Excerpt provided section start
Twelve years, and four psychiatrists!
Four?
I kept biting them!
Why?
They said you weren't real.
Sunday, May 11
Wagon Age Edition
Top Story
- Microsoft is planning an update to Windows 11 with a less terrible version of the start menu. (Thurrott)
Don't worry, all the other terrible features are still there.
- Meanwhile, Teams is basically Skype.
I installed the free app for work. It's... Not horrible.
Tech News
- AMD is changing sockets for its next-generation server CPUs. (Tom's Hardware)
Two sockets, in fact. The low-end SP8 supporting up to 96 Zen 6 cores or 128 Zen 6c cores, and the high-end SP7 supporting up to 256 Zen 6c cores.
I don't know why SP7 is bigger than SP8. It just is.
No specific word on whether the current AM5 desktop socket will support the next generation of desktop CPUs, but probably. AMD's own history suggests it will only change once DDR6 memory is available, which will be a couple of years yet.
- Google will pay Texas a $1.4 billion settlement over collecting Texans' data without permission. (AP News)
Excerpt provided section end
Exercise instructions:
1 > According to the news roundup, up to how many Zen 6c cores will AMD's high-end SP7 socket support?
2 > Please continue the news roundup from its last item, keeping its style of short headlines followed by wry comments.
Record excerpts section start
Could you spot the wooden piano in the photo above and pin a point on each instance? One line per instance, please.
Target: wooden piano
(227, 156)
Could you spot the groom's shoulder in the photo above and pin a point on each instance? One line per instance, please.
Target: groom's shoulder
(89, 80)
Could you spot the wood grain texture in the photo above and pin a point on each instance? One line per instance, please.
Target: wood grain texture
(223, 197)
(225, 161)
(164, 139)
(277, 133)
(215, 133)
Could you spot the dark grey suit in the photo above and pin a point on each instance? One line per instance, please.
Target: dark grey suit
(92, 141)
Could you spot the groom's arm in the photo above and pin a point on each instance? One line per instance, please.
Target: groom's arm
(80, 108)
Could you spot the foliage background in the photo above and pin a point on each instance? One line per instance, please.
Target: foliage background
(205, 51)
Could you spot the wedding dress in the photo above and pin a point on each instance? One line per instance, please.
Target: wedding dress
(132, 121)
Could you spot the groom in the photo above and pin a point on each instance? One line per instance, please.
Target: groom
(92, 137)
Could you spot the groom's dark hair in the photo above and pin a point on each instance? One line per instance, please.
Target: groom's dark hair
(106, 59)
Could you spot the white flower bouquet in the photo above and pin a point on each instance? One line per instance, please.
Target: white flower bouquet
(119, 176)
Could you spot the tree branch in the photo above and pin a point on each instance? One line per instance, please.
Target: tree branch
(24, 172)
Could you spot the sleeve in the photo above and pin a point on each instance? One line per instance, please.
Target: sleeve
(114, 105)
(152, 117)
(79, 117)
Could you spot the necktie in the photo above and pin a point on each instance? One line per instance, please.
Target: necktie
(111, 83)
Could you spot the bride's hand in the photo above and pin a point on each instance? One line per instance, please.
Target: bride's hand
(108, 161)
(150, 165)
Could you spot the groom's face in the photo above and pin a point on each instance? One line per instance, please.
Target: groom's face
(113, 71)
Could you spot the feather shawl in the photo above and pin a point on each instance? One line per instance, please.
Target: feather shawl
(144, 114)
Record excerpts section end
Responses to the tasks:
1 > Up to 256 Zen 6c cores.

2 >
And they promise not to do it again, pinky swear.
- The Beelink Me Mini NAS is now available starting at $329 including a 2TB SSD. (Liliputing)
It has an Intel N150 CPU - not fast, but it gets the job done, 12GB of soldered RAM, two 2.5Gb Ethernet ports, three USB ports, HDMI, and six M.2 slots.
Those slots mostly only support PCIe 3.0 x1, but even that is enough for a single SSD to flood both network ports.
- There's a new stupid TikTok trend that is actually less likely than others to leave children dead or in jail. (Tom's Hardware)
The same site that promoted cheque fraud and autoasphyxiation is now just teaching children to short out their school-supplied laptops.
So that's nice.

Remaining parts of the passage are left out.